In the blog entry on Canadian wealth and stock prices, by what percentage did the total value of stocks on the S&P/TSX index increase?

EXERCISE PASSAGE:
• • •
Dec. 10th, 2009

cincinnatus_c: loon (Default)
Currently at Toronto Pearson: -4. First snow of the season on the ground a couple of nights ago. This is the first year in the recorded history of Toronto with no snow through October and November.

One of these days, I'm going to have to get someone to explain me some economics, and see if they can make it make any more sense than it seems to. God knows there's enough business students around Laurier.

There's an article in the Globe today about the fabulous, unexpected (again with the unexpected!) rebound in net personal wealth among Canadians this year (so fabulous that we're almost as wealthy as we were two years ago--again with the quicksilver goalposts, like when the cost of living went up, oh noes! last month, and like when unemployment went down from 8.6% to 8.5% last month hurray!, when, you know, not so many months ago, 7.5% was cause for wailing and gnashing of teeth). This article pins this rebound on rebounding real estate and stocks--particularly stocks. Now, look, as far as I can see, here's the thing: there is no direct relationship between wealth and the prices of stocks. Here is how you can tell this: if you turn the potential wealth of a stock into the real wealth of money, the price of the stock (all other things being equal) goes down. I have very little idea what the mechanisms are by which the prices of stocks go up and down, but I do think i know this: what a stock is worth depends on how much money is sunk into it, and nothing else. The 40% increase in the total value of stocks on the S&P/TSX index that the article refers to is not an increase that is actually realizable, because if everyone attempted to convert their 40% gains into real things of value, then the 40% gain would instantly evaporate. $50 shares are not actually worth $50 to everyone who owns them, because if everyone cashes them in, the last person in line gets $0.

I also think I know this: even if by some magic the total "wealth" in an economy (just in the sense of the number of units of currency it comprises) increases if people take money from their pockets and put it into stocks, or if they borrow money and put it in stocks, or whatever, nothing of value is thereby created (at least not directly--theoretically, it gives the company you're investing in funds with which to create things of value, but those things don't exist yet), and so all that you've done, directly, is created potential inflation. If extra money put into stocks increases the total "wealth" in an economy by 10%, then you've changed the ratio of "wealth" to buyable-things from x:y to 1.1x:y ... except that, since that increase in wealth is unrealizable, that potential inflation should also be unrealizable, since the extra wealth exists only as long as it's not trying to buy anything ... except that, since it makes people feel wealthier (and that's all that really matters, right?), it makes them feel freer to buy things with their liquid wealth, such that it would have an inflationary effect.
• • •
EXTRACTED DATA:
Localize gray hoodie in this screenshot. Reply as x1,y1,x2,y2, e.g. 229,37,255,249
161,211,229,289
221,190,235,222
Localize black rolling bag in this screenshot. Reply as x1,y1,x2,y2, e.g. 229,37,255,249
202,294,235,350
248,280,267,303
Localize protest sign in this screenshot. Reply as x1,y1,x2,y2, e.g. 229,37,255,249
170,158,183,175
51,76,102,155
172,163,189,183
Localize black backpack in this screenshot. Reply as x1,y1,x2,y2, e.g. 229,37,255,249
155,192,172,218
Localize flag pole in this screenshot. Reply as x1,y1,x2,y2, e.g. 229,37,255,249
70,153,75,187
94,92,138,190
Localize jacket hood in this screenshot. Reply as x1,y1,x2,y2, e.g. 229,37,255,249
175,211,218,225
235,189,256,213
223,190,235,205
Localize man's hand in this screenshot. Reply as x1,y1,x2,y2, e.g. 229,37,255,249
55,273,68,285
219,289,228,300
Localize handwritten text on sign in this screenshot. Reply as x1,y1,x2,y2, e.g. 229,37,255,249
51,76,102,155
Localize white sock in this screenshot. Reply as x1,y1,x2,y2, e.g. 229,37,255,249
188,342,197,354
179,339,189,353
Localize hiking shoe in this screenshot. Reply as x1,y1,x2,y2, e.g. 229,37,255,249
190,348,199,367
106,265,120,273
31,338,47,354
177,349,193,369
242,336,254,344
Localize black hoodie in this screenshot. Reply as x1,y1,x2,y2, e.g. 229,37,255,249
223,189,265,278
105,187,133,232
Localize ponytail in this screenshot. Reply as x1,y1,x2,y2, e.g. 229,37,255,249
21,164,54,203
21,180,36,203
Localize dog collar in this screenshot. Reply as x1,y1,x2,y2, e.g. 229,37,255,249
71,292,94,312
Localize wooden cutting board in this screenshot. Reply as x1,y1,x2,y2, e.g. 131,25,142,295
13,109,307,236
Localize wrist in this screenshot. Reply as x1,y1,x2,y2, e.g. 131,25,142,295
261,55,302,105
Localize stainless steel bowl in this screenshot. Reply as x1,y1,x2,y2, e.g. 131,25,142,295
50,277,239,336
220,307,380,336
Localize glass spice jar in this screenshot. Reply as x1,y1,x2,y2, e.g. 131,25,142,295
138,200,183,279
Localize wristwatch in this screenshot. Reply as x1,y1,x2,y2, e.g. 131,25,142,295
• • •
RESPONSE TO THE TASK:
40%